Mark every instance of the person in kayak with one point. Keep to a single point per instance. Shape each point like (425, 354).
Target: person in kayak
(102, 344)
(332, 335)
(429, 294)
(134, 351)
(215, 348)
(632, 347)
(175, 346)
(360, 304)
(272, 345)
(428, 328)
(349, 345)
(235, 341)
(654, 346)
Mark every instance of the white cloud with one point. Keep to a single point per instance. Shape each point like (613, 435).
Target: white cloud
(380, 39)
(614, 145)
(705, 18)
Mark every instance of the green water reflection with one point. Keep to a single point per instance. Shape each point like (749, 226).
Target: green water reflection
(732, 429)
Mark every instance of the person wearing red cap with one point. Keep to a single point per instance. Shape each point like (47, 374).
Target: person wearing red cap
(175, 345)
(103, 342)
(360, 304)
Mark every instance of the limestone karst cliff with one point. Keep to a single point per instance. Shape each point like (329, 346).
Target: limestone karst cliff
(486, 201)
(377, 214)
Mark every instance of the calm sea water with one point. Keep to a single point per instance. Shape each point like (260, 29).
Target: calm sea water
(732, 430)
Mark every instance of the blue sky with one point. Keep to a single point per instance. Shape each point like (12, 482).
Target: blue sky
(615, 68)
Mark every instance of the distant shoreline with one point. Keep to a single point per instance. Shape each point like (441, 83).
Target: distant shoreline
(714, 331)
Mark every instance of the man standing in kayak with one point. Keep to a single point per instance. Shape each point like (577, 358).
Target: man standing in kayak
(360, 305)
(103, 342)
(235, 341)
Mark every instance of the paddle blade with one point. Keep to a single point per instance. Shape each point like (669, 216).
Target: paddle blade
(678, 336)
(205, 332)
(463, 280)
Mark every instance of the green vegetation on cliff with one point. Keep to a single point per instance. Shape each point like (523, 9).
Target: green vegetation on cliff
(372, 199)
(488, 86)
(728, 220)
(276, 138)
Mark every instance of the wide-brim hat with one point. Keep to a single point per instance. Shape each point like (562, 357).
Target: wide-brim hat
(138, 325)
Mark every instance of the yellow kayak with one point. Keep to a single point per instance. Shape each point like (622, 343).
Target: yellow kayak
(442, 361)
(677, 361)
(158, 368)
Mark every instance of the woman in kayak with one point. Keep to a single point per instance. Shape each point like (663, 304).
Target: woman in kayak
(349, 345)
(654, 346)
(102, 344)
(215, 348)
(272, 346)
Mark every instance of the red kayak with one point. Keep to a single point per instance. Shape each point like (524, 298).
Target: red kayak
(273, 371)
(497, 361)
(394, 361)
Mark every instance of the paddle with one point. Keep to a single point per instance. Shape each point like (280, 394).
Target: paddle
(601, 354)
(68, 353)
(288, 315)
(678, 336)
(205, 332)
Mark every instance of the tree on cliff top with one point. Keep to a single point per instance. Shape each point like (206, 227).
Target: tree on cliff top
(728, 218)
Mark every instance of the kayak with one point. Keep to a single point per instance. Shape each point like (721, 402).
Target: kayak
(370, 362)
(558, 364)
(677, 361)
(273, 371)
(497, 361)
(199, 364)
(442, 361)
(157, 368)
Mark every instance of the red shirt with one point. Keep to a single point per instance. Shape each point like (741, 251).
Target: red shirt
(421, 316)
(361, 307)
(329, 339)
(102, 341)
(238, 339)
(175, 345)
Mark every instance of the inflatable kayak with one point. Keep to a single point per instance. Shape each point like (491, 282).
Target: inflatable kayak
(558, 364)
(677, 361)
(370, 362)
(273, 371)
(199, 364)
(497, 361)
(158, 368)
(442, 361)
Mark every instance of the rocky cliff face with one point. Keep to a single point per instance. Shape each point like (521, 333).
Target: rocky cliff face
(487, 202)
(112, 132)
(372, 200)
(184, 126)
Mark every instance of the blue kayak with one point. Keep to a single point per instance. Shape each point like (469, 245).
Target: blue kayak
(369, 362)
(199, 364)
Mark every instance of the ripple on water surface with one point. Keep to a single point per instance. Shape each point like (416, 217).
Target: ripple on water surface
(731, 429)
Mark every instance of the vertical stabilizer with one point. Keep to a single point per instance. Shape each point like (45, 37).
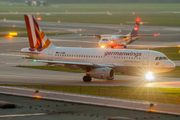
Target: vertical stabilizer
(37, 38)
(136, 27)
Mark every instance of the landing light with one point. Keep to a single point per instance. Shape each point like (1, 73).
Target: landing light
(150, 76)
(138, 20)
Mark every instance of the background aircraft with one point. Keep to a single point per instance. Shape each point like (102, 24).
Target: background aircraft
(117, 41)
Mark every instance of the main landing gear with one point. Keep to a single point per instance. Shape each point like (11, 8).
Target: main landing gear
(87, 79)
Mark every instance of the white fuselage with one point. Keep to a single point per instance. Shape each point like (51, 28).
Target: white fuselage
(124, 60)
(115, 40)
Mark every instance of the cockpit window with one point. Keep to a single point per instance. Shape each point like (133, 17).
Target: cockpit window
(165, 58)
(104, 39)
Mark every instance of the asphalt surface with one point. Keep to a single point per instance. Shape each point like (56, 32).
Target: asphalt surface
(58, 13)
(39, 109)
(10, 57)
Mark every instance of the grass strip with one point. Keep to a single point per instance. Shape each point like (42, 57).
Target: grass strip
(152, 19)
(25, 34)
(151, 94)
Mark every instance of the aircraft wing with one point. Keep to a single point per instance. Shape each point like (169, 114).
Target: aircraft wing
(139, 35)
(147, 46)
(79, 64)
(93, 35)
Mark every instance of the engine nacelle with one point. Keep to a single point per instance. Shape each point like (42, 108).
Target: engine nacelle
(102, 73)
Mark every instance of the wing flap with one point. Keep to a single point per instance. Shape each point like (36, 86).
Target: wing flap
(76, 63)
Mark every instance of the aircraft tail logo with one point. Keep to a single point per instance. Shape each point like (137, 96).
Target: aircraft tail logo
(136, 27)
(37, 38)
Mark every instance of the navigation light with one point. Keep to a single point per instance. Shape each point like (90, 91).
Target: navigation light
(149, 76)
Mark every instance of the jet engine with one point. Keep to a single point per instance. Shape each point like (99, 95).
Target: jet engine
(102, 73)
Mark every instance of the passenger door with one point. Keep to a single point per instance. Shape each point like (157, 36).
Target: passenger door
(50, 54)
(145, 58)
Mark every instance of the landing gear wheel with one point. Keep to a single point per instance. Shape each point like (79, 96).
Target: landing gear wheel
(87, 79)
(110, 78)
(152, 81)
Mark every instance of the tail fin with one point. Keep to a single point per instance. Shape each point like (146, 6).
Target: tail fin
(136, 27)
(37, 38)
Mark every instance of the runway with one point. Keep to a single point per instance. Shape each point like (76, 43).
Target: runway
(9, 57)
(75, 13)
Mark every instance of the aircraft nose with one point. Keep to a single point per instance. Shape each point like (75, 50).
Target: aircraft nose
(171, 65)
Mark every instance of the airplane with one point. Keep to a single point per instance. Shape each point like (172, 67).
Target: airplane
(98, 63)
(118, 41)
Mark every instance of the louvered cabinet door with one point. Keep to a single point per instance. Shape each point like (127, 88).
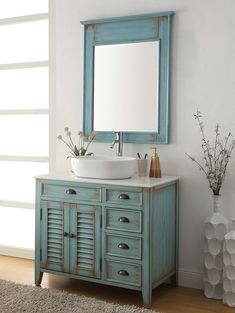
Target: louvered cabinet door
(54, 244)
(85, 230)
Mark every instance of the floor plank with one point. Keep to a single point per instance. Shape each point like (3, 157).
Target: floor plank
(166, 298)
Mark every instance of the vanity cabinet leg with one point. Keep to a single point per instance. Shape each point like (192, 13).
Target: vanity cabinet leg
(38, 277)
(174, 280)
(147, 297)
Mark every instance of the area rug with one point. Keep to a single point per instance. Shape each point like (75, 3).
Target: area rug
(16, 298)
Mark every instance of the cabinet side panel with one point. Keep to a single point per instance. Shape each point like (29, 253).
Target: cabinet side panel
(164, 237)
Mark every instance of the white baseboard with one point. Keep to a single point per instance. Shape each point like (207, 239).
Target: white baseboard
(17, 252)
(190, 279)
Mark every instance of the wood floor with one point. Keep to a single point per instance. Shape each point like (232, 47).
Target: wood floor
(166, 298)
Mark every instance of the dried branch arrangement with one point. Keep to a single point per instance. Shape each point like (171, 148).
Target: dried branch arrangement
(215, 156)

Assigned task:
Only the lines from the beginning of the listing through the line containing "Mark every instance of the green water" are wanted, each restated word for word.

Solution for this exercise:
Mark every instance of the person in kayak with one point. Keep to a single point per instance. Shape each point like (425, 354).
Target: person in kayak
(102, 344)
(332, 335)
(429, 294)
(134, 351)
(215, 348)
(632, 347)
(175, 346)
(360, 304)
(272, 345)
(428, 328)
(349, 345)
(235, 341)
(654, 346)
Mark every instance of the white cloud with one point. Keep to a single point per instance. Shape each point like (613, 435).
Target: white cloud
(380, 39)
(614, 145)
(705, 18)
Mark every instance of the green water reflection with one point. Keep to a single point per instance. Shape each point like (749, 226).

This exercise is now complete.